Please rewrite the entries below with "image" substituted for each "photograph" and everything else unchanged. Leave the pictures out.

─── INFORMATION PROVIDED ───

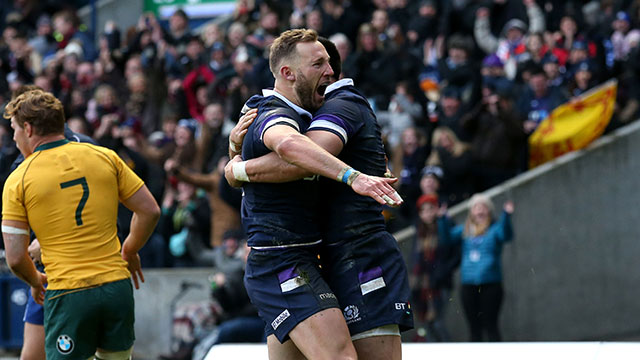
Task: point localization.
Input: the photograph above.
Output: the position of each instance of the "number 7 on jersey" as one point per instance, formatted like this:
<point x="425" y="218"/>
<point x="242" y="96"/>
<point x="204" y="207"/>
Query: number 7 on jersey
<point x="85" y="195"/>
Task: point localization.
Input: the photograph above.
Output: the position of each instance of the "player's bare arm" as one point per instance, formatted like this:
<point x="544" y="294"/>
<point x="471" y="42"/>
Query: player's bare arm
<point x="146" y="213"/>
<point x="301" y="151"/>
<point x="16" y="244"/>
<point x="239" y="131"/>
<point x="271" y="168"/>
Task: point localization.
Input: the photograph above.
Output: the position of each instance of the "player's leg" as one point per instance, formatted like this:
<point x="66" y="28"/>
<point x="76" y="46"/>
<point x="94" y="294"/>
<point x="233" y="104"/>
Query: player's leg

───

> [SOLVED PROBLEM]
Task: point localization.
Input: the image above.
Output: the position of each instance of the "number 7 on jersey" as one point per instance, formatted like this:
<point x="425" y="218"/>
<point x="242" y="96"/>
<point x="204" y="207"/>
Query: number 7 on jersey
<point x="85" y="195"/>
Task: point localization.
Input: the image above.
Output: the position of each instance of the "player's bare arm" as one point per instance, formatted like this:
<point x="544" y="294"/>
<point x="471" y="42"/>
Query: player's bare arm
<point x="146" y="213"/>
<point x="301" y="151"/>
<point x="16" y="244"/>
<point x="239" y="131"/>
<point x="271" y="168"/>
Task: point localization.
Input: the image above.
Output: the position of each instance of the "player's leg" as one point per instance, formatted like this:
<point x="66" y="28"/>
<point x="76" y="46"/>
<point x="94" y="294"/>
<point x="233" y="104"/>
Query: player's leg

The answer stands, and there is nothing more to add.